# [YOUR GOAL]
Convert the items below into a two-column CSV with the header row "text,answer" and one row for each item. Put each item's text and its full answer in separate quoted fields, and replace any line breaks with spaces.

# [EXERCISE INPUT]
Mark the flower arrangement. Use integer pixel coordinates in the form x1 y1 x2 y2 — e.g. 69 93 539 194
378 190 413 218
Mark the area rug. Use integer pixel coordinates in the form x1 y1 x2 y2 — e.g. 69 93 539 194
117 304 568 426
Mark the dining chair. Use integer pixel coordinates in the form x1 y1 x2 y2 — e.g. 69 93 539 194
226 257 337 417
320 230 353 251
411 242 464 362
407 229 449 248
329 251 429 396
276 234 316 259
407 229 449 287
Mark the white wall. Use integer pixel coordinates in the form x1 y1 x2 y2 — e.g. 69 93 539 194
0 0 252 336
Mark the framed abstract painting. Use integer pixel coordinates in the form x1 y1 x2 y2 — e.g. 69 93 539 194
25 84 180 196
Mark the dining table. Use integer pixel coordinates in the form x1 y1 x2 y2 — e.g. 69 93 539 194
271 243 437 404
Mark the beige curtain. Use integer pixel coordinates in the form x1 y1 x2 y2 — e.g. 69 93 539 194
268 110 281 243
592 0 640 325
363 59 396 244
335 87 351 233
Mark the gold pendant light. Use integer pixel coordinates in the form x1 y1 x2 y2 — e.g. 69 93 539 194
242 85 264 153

# [SOLUTION]
text,answer
"Mark the flower arrangement. Use integer pixel coordinates in the form x1 y1 x2 y2 — e.g. 69 93 539 194","378 190 413 218"
"Mark the area rug. Use integer pixel coordinates in the form x1 y1 x2 y2 — e.g. 69 93 539 194","117 304 568 426"
"Mark the dining chair. Use integer pixel coordinates in the form x1 y1 x2 y2 — e.g. 69 93 539 194","226 257 337 417 320 230 353 251 411 242 464 362 407 229 449 248 329 251 429 396 276 234 316 259 407 229 449 287"
"Mark the white wall. Use integer pixel coordinates in the form x1 y1 x2 y2 — e.g. 69 93 539 194","0 0 252 336"
"Mark the framed abstract painting. Use integer pixel coordinates in the form x1 y1 x2 y2 — e.g. 69 93 539 194","25 84 180 196"
"Mark the dining table. Use integer pixel coordinates in the form x1 y1 x2 y2 — e.g. 69 93 539 194","271 243 437 404"
"Mark the beige curtain. Use integer pixel coordinates in the form x1 y1 x2 y2 — e.g. 69 93 539 194","268 110 281 243 592 0 640 325 363 59 396 244 335 87 351 233"
"Mark the gold pendant light. Use integer pixel coordinates in the form x1 y1 x2 y2 — e.g. 69 93 539 194","242 85 264 153"